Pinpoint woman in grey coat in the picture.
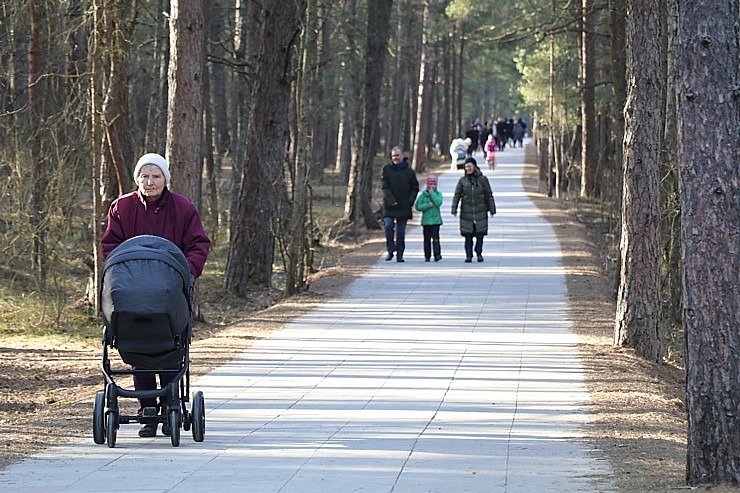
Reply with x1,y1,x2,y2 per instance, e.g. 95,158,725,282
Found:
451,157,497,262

---

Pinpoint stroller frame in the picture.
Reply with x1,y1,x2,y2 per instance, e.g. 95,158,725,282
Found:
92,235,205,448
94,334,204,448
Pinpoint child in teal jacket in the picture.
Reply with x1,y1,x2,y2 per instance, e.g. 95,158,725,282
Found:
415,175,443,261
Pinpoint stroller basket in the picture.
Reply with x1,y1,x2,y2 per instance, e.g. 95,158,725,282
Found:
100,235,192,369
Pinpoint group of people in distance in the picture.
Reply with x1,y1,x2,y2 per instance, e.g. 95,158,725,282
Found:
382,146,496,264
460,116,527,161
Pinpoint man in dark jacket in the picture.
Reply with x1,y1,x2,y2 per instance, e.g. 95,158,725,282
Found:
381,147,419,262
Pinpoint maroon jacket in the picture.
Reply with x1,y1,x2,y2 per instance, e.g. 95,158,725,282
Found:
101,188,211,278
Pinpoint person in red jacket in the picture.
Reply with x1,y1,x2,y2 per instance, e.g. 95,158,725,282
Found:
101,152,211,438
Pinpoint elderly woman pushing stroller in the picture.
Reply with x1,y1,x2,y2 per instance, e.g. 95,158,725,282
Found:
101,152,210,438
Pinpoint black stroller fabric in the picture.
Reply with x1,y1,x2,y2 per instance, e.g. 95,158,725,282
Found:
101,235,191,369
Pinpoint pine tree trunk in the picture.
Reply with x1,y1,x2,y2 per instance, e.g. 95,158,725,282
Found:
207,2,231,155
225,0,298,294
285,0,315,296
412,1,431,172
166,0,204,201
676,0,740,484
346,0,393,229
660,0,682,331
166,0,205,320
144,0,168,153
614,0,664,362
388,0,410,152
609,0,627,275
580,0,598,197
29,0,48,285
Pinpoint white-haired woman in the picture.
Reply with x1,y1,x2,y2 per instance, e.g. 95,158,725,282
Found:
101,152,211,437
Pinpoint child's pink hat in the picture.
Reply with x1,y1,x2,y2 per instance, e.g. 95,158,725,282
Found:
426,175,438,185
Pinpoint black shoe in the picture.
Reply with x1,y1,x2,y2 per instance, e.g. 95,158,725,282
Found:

--

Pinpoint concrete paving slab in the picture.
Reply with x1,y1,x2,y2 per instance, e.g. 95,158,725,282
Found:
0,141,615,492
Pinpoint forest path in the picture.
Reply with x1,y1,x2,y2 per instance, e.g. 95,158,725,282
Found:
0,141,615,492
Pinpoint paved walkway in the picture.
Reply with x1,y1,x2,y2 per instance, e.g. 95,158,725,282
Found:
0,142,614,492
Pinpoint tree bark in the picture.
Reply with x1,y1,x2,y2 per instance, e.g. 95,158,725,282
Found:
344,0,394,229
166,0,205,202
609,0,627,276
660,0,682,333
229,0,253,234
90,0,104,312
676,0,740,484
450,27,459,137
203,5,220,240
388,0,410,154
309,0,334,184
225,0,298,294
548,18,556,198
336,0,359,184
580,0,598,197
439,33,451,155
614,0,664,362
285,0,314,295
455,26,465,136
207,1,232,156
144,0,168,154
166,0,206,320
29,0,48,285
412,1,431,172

_TASK PROMPT_
Copy, from the lines above, each one that holds "woman".

_YOUR RESPONSE_
Pinpoint woman in grey coat in the picture.
Pinpoint elderly woman pushing stroller in the picture.
Pinpoint white-haired woman in the picture.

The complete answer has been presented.